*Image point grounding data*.
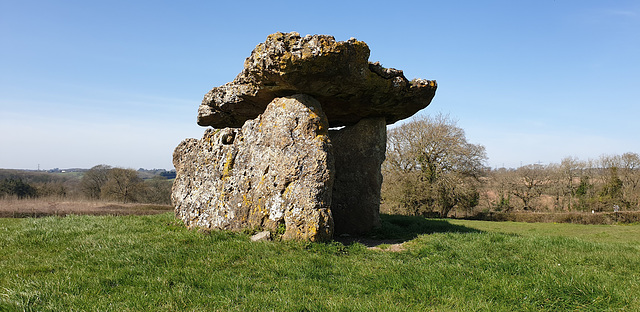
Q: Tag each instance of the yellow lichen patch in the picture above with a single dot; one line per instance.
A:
(228, 165)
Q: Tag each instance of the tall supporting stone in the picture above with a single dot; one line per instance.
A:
(358, 151)
(278, 169)
(276, 172)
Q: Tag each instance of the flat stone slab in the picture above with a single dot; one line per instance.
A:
(336, 73)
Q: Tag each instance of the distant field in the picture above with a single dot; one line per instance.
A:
(152, 263)
(20, 208)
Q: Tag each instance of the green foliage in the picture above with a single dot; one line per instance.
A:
(153, 263)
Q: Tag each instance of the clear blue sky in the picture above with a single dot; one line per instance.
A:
(119, 82)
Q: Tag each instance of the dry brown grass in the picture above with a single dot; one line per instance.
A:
(563, 217)
(21, 208)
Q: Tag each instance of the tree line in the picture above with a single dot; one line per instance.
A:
(432, 170)
(101, 182)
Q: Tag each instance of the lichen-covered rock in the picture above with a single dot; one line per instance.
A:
(358, 151)
(336, 73)
(276, 171)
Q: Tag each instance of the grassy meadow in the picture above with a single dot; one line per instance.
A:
(152, 263)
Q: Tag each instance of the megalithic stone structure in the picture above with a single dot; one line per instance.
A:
(270, 160)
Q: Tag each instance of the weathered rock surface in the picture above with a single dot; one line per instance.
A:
(358, 151)
(276, 171)
(336, 73)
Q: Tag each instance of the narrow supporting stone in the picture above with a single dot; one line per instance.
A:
(358, 151)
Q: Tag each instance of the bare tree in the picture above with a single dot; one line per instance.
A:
(93, 180)
(431, 167)
(527, 183)
(123, 185)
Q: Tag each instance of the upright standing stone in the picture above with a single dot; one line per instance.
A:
(358, 151)
(275, 171)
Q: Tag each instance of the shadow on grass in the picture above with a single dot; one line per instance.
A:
(397, 229)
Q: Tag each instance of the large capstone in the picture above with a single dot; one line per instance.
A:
(271, 163)
(275, 173)
(336, 73)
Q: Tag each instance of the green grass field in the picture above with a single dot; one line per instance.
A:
(152, 263)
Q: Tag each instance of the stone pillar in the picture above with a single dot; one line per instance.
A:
(358, 151)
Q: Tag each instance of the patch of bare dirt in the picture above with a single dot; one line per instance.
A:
(392, 245)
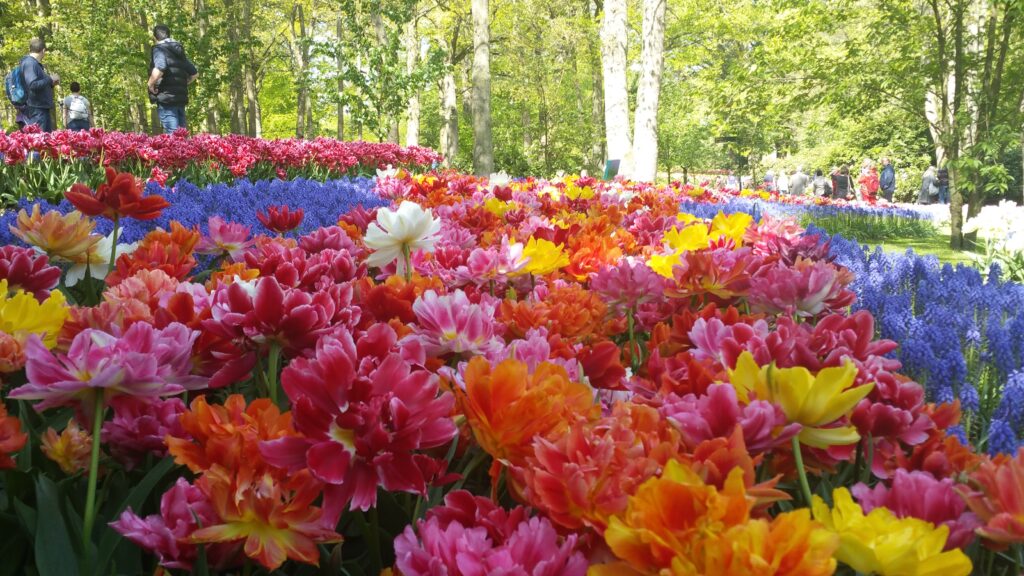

*Task brief*. Write out all the entries exactly, except for the pictures.

*Written solution*.
Q: Tag each instance of the yellow lichen patch in the picture above with a single dot; one line per instance.
A:
(228, 165)
Q: Tag each instance of the tall supporting stone in the picture above with a single dot; one line per instance.
A:
(358, 151)
(278, 169)
(276, 172)
Q: Tag each instance of the flat stone slab in the picture above with a single dot; one line per instance.
A:
(336, 73)
Q: Tag each instance of the distant field in the picture above with a single dot; one line per instance.
A:
(152, 263)
(20, 208)
Q: Tag each instance of the green foliage in the picture above with a single dot; one line per instance.
A:
(153, 263)
Q: Tag each instance of the clear blue sky in the picture above with a single dot; one line per instance.
A:
(119, 82)
Q: Tag each instance of the dry brown grass in the picture above with a single dot; one line per instance.
A:
(563, 217)
(21, 208)
Q: Tag each instance of the tree line in the picture above with a single dot; one line per instance.
A:
(432, 170)
(101, 182)
Q: Tag each instance of the lichen-covered rock in the picture above with a single dot; one line per instance.
A:
(358, 151)
(336, 73)
(276, 171)
Q: Tag each instance of the grassy meadow in the picture above with a single dot; one line per instance.
A:
(152, 263)
Q: Tag each instance of the megalithic stone structure in the picture above with a single dot; one line per instance.
A:
(270, 160)
Q: Tag each instance of the weathered rock surface in the picture above with a single dot; one line per instance.
A:
(358, 151)
(276, 171)
(336, 73)
Q: Tag each instance of the narrow supporting stone in the picture above with a single dot; one line per instance.
A:
(358, 151)
Q: Tag each instance of the bare tree in the picture above with a single dot; one line per instance.
A:
(93, 180)
(431, 167)
(527, 183)
(123, 185)
Q: Tag each instance of the upright standing stone in the picture above with a single dot; one line per instance.
A:
(358, 151)
(275, 171)
Q: Tag each instance of the shadow on grass in the picture above with a single dot; one line per instance.
A:
(397, 229)
Q: Tag each instance of the large capstone in the picture above with a single dot; one line per instance.
A:
(271, 163)
(275, 173)
(336, 73)
Q: Tag each instance of the green grass field in the picture above with a single dot; one line per instance.
A:
(152, 263)
Q: Tag each instance of the stone pillar in the picture above with a single dot; one line per instance.
A:
(358, 151)
Q: Tag each instance of the patch of bare dirt in the picture above with a single dot; one line per instance.
A:
(392, 245)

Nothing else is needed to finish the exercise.